**Exercise details**
What is needed here is an exact transcription of all the entries.

**Records supplied**
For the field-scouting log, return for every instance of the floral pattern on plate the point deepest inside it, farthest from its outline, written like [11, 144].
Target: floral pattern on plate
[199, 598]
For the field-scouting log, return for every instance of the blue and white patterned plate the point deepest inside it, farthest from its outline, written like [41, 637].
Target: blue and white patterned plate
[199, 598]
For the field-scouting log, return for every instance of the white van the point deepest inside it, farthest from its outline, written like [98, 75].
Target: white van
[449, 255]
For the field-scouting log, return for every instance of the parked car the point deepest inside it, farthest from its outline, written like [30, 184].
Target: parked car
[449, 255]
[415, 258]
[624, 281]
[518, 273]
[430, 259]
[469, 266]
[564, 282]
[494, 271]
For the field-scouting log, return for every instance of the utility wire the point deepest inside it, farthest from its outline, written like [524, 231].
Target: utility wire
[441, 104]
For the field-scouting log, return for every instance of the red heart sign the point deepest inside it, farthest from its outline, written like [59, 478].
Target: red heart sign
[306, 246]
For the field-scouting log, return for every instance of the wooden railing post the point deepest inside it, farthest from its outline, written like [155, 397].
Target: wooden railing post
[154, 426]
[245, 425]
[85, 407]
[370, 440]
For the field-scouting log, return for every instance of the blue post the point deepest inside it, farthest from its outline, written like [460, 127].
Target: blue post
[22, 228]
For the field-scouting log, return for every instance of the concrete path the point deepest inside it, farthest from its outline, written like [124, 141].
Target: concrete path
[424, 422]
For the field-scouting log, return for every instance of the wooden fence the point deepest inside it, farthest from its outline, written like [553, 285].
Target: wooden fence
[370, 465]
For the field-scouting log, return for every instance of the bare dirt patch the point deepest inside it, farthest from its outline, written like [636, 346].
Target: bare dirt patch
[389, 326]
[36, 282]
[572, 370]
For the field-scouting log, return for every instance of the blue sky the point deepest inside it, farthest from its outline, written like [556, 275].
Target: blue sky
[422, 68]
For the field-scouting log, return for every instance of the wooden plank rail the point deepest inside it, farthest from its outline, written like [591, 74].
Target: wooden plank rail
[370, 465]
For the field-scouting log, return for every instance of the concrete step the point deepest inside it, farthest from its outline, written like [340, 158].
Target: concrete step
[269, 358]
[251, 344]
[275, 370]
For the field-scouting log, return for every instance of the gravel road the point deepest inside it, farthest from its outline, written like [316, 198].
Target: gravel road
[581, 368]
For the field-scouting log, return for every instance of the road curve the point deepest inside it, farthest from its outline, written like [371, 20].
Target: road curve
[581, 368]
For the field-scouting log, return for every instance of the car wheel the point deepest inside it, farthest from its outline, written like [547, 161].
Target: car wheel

**Output of the exercise**
For the field-scouting log, return for every instance of the floral pattern on plate the point deepest inside it, farthest from its outline, written like [11, 144].
Target: floral pattern on plate
[199, 598]
For the field-scouting log, return for every instance of the blue and white patterned plate the point deepest inside it, farthest from its outline, written like [41, 637].
Target: blue and white patterned plate
[199, 598]
For the field-scouting log, return for every instance of the white van the point deepest inside it, farthest from its outline, written like [98, 75].
Target: white van
[449, 255]
For the field-scouting log, return for every instance of the parked car the point deepest inside it, farthest from its outline, written like [30, 184].
Target: parked car
[449, 255]
[415, 258]
[624, 281]
[518, 273]
[430, 259]
[469, 266]
[564, 282]
[494, 271]
For the field-scouting log, return for every instance of the utility wire the point deepest inside it, farthest from its outline, written like [524, 231].
Target: utility wire
[441, 104]
For the field-scouting log, return for every instance of the red heart sign the point deepest inside it, farthest from its outline, written like [59, 478].
Target: red heart sign
[306, 246]
For the field-scouting log, return for every instance of the wooden railing post the point deepest inside it, farthest from its outline, written like [155, 397].
Target: wooden railing post
[154, 426]
[245, 425]
[85, 407]
[370, 440]
For the field-scouting log, return for every instance of the blue post the point deepest inside it, farthest from its outline, written like [460, 127].
Target: blue post
[22, 228]
For the field-scouting log, return for every instance of the concrete path the point deepest inside it, farthest from its outline, written like [124, 141].
Target: concrete path
[424, 422]
For the field-scouting log, return for every instance of the wooden fence the point deepest inside it, farthest from its outline, written like [553, 285].
Target: wooden fence
[370, 465]
For the field-scouting log, return for every instance of the bare dirt patch the point deepest inside it, farthest from its outline, written like [636, 346].
Target: bare dirt patch
[389, 326]
[36, 282]
[572, 370]
For the field-scouting log, return for every instance of the blue sky the point deepest inside it, farthest from its outline, written like [556, 275].
Target: blue sky
[422, 68]
For the field-scouting log, return for every instance of the wooden plank rail the point deepest inside it, farthest from its outline, written like [591, 74].
Target: wooden plank rail
[370, 465]
For the field-scouting log, return for every instance of the concrete step the point deepest inside it, farthest from its outline, written like [340, 158].
Target: concrete step
[269, 358]
[251, 344]
[275, 370]
For the field-scouting log, return for every instance of the gravel road the point deepest inside it, farthest from its outline, written like [316, 198].
Target: gravel road
[581, 368]
For the field-scouting log, return for every instance of the road curve the point deepest inside it, farthest from its outline, written like [371, 20].
Target: road curve
[581, 368]
For the field-scouting log, return for every instance of the car wheel the point deepest inside it, farthest from its outline, written like [547, 161].
Target: car wheel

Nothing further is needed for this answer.